Start of Exercise text

The rules of Belgium’s top divisions, with their interminable play-offs, have never been easy to understand. But never fear, they are changing again. This season, the number of professional clubs in the country will decrease from 34 to 24. This change has been pushed through by the Pro League, who want to avoid clubs falling into financial difficulties. There will be stricter rules for clubs applying for a professional licence and they must prove they have financial backing to ensure long-term survival.
In practical terms, this means there are still 16 clubs in the top flight, but just eight in the second tier.
As is the vogue for misleading names for leagues, they will be called League 1A and League 1B – with the latter being the second tier. At the end of the regular season there will, of course, be play-offs involving all the professional clubs with the exception of the bottom club in League 1A, who will be relegated and have a couple of months rest.
Although, the structure of the professional game has changed, it will be “business as usual” this term with the usual suspects – Anderlecht, Club Brugge, Genk, Gent and Standard Liege – challenging for honours.
Last season, Michel Preud’homme’s Club Brugge took the title as they were the only club to show any kind of consistency. During the summer it was agreed that Preud’homme would become manager of the club in the more English tradition, with added input on transfers and less time actually coaching, and it will be an interesting to see how that develops.
Anderlecht were runners-up last season and the Brussels club’s failure to win the title for two successive seasons inevitably led to the demise of coach Besnik Hasi. He has been replaced by Swiss coach Rene Weiler, who moves from German second-tier club Nuremburg. Rather like the national side, Anderlecht resemble a bunch of individuals who need to be moulded into a team and Weiler could be the man to do just that.
Gent took third spot last time out, which was a disappointment following the signing of Mbark Boussoufa in the winter transfer window. But it was his arrival that caused the problem as coach Hein Vanhaezebrouck had created a team without stars and the Moroccan playmaker – returning from Russia on loan – disrupted the harmony in the title-holders’ dressing room. Vanhaezebrouck had not wanted the player and they were never the same again with Gent fading away and taking just 12 points from 10 games in the play-offs.

End of Exercise text

● Task instructions
1. Answer from the Belgian football text:
(a) From what number to what number will the professional clubs in Belgium decrease this season?
(b) From which club does Rene Weiler move to Anderlecht?
(c) How many points did Gent take from 10 games in the play-offs?
2. Reproduce the Belgian football text word for word, starting at "Gent took third" and ending at "in the play-offs.".
3. Carry on the Belgian football text after its final sentence.
The listing is separate material, unrelated to the Belgian football text.

Start of Given entries

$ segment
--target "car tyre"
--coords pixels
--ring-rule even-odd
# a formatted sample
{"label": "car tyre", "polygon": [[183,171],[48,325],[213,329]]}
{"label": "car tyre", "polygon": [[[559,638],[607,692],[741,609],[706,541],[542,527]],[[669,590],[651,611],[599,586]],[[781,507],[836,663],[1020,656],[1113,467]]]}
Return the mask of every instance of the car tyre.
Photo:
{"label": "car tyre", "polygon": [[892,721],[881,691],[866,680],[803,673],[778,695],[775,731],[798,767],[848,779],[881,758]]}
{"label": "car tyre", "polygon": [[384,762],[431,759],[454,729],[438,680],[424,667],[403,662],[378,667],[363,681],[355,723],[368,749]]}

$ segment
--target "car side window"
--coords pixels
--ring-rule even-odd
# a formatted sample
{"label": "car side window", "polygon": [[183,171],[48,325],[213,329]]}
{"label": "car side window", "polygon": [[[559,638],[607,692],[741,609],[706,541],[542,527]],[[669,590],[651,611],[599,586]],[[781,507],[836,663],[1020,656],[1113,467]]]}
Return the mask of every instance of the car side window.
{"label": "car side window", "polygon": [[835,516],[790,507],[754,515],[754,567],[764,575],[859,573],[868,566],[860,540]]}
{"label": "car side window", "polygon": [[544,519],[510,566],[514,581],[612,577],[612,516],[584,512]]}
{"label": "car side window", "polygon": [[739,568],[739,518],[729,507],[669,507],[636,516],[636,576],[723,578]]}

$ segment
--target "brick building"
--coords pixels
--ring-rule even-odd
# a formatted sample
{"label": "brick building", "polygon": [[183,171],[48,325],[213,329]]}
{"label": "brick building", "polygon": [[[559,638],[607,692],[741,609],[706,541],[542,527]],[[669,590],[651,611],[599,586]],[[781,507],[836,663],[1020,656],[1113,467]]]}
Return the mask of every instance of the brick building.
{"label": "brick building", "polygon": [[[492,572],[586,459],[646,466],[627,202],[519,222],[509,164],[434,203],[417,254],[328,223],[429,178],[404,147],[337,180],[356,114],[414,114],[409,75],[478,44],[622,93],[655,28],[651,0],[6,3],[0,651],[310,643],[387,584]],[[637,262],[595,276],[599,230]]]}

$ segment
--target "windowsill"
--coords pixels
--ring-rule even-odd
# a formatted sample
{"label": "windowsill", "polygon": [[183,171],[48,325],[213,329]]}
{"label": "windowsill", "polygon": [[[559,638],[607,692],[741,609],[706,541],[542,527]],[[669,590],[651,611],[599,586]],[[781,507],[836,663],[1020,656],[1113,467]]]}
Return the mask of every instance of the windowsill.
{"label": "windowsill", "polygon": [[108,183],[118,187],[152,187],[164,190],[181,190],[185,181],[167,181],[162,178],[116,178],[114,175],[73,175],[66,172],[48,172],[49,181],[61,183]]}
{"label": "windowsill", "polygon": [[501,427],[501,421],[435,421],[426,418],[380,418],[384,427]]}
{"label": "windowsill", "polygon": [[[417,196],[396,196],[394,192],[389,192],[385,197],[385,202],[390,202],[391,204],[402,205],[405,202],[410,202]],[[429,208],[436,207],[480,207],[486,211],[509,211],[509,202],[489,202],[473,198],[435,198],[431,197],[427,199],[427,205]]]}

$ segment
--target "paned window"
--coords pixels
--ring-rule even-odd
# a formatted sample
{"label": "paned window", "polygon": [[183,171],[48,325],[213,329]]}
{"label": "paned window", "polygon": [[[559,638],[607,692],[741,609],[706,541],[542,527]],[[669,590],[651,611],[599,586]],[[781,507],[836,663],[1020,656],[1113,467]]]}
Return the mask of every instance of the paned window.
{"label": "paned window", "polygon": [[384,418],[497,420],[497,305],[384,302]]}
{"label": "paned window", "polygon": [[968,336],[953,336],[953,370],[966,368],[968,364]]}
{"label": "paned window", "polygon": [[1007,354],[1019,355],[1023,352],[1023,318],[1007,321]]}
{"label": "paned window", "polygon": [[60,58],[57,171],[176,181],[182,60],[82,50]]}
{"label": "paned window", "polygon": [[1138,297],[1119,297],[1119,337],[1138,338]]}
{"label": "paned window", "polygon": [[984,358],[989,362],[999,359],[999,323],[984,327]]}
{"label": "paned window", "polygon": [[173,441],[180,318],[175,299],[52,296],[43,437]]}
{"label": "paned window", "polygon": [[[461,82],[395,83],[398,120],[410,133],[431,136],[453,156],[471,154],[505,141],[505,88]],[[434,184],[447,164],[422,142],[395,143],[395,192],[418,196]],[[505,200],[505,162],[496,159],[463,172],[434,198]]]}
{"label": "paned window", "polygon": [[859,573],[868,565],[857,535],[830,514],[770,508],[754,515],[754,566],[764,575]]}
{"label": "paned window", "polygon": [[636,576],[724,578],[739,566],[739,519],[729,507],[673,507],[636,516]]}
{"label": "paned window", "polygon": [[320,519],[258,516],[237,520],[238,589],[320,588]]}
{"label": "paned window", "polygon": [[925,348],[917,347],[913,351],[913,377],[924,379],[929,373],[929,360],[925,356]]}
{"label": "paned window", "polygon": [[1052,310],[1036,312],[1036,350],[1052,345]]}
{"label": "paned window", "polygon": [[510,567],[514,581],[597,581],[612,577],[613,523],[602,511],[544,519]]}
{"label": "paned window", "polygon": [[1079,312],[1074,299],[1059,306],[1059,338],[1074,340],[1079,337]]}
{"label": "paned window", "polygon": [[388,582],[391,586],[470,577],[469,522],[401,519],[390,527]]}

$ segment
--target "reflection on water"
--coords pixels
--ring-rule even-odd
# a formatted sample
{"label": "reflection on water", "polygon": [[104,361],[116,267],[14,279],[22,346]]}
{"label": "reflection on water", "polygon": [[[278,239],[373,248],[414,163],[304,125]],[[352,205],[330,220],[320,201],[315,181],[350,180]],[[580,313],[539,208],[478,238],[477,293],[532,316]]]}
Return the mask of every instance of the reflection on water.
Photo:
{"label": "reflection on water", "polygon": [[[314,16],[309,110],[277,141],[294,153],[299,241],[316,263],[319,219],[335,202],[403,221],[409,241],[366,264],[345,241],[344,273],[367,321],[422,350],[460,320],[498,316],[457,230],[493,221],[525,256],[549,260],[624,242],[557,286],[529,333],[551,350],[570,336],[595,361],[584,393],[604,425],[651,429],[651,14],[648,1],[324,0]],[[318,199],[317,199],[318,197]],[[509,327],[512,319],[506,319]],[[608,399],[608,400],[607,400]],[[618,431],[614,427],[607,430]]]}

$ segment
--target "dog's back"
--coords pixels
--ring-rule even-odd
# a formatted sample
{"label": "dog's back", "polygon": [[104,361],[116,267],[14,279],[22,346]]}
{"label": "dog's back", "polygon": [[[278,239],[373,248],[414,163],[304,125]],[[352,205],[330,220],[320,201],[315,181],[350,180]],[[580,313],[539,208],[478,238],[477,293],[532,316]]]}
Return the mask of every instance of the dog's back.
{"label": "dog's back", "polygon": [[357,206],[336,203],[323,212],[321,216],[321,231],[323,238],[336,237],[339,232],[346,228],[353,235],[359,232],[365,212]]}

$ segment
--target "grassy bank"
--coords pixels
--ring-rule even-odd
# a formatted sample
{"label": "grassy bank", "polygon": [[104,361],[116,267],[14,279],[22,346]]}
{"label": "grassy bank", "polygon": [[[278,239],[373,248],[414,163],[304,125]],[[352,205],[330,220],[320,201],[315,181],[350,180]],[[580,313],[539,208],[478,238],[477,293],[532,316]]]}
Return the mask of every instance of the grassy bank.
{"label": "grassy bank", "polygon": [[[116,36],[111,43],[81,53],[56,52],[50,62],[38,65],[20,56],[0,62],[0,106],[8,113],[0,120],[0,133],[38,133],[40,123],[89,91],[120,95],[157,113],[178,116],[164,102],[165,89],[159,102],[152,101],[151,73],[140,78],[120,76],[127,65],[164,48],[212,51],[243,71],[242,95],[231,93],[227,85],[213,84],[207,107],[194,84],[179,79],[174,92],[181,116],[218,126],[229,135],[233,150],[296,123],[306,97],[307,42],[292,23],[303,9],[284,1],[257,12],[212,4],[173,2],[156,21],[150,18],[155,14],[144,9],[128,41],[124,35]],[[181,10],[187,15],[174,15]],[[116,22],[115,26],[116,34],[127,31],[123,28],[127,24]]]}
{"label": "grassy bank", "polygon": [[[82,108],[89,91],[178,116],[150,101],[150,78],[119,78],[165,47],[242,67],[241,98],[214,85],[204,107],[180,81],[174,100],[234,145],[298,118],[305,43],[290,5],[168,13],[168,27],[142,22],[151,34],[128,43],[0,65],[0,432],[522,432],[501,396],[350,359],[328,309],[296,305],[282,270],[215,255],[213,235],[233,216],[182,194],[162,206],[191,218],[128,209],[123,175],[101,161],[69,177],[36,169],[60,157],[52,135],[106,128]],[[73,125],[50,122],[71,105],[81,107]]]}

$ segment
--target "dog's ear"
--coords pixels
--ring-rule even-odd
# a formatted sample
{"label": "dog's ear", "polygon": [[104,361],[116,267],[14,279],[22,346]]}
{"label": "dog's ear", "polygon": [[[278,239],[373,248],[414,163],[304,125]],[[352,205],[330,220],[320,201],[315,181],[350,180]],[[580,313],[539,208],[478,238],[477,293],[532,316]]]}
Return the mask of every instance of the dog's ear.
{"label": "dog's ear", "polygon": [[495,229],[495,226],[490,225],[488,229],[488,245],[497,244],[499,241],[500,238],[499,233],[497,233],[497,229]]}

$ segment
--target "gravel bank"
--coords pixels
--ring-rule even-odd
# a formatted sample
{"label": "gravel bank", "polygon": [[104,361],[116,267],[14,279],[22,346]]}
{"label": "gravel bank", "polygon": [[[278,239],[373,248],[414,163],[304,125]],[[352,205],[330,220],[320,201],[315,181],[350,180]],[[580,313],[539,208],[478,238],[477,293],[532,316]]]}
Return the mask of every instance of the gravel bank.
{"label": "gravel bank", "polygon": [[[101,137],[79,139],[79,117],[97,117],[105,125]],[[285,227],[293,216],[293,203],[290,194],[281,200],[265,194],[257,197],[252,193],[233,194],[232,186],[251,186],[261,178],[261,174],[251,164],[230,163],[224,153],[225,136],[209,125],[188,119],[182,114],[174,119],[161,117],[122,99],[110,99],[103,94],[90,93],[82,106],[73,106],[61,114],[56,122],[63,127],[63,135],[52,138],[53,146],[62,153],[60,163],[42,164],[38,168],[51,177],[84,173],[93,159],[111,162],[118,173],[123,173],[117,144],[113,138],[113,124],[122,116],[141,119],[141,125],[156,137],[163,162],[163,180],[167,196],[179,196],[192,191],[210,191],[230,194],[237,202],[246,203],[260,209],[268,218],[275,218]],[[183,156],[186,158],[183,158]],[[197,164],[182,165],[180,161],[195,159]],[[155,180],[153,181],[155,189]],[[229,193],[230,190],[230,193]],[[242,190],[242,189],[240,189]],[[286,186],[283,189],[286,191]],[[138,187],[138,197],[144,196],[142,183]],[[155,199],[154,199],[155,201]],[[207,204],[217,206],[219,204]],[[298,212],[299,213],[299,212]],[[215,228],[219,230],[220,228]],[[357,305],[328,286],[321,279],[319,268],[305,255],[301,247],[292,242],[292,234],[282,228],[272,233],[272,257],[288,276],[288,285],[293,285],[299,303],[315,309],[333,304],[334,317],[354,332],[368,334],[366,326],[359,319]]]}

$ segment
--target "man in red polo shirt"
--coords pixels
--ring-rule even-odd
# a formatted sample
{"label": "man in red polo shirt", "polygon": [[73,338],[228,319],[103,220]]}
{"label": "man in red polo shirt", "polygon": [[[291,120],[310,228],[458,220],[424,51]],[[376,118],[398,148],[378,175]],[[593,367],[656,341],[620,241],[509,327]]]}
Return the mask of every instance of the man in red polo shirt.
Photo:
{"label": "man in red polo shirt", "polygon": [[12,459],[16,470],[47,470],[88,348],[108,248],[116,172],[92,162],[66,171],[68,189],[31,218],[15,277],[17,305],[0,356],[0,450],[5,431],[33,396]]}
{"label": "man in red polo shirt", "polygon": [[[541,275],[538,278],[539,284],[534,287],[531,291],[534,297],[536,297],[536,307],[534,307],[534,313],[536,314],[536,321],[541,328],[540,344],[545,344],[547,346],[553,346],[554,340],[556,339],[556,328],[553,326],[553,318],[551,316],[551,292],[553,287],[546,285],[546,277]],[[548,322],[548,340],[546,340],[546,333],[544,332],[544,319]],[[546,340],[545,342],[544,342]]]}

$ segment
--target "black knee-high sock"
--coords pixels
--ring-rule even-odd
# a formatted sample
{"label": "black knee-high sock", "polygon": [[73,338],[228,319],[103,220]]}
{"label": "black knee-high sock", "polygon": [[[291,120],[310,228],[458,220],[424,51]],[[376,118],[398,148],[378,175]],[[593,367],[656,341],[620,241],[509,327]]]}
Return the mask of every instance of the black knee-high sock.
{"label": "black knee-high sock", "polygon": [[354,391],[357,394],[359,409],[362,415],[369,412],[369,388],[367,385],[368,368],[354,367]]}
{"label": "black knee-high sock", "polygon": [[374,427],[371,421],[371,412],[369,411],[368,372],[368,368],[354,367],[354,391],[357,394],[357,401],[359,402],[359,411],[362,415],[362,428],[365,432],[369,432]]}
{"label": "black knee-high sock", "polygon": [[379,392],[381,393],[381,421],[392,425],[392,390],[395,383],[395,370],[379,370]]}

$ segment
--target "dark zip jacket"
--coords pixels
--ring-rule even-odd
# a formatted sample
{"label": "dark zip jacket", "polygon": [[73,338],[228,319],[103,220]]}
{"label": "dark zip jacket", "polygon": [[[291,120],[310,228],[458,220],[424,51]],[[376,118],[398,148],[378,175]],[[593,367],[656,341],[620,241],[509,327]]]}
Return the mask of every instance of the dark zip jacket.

End of Given entries

● Task-by-task outputs
1.
(a) From 34 to 24.
(b) Nuremburg, a German second-tier club.
(c) 12 points.

2.
Gent took third spot last time out, which was a disappointment following the signing of Mbark Boussoufa in the winter transfer window. But it was his arrival that caused the problem as coach Hein Vanhaezebrouck had created a team without stars and the Moroccan playmaker – returning from Russia on loan – disrupted the harmony in the title-holders’ dressing room. Vanhaezebrouck had not wanted the player and they were never the same again with Gent fading away and taking just 12 points from 10 games in the play-offs.

3.
During the summer, Gent lost keeper Matz Sels to Newcastle United and captain Sven Kums could be on this way too, and with Vanhaezebrouck and the club management seemingly not on the same wavelength, they could struggle this season.
Genk almost caught Gent during the play-offs and coach Peter Maes has a talented young side. They are certainly the team to watch this season, with the only problem being the number of Premier League clubs buzzing around the stadium. They have already lost Christian Kabasele to Watford and some of the younger talents could following him out of the door.
Standard Liege missed the play-offs last term as they went through yet another transitional season. They should have some stability now as the squad has remained more or less the same, with useful acquisitions in Jean-Francois Gillet and Ibrahima Cisse, both of whom have played for the club before. This will be coach Yannick Ferrera’s first full season and all eyes will be on Daniel Van Buyten, who is having an impact at the club in a quasi “technical advisor” role.
These five clubs should make the play-offs and are likely to be joined by Oostende, who had an impressive season under Marc Coucke, the CEO of Omega Pharma, and coach Yves Vanderhaeghe. Oostende have signed keeper Silvio Proto from Anderlecht and young centre-back Mathias Bossaerts from Manchester City, who was once hailed as the “next big thing”.
The season started on July 29 and will finish in May 2017.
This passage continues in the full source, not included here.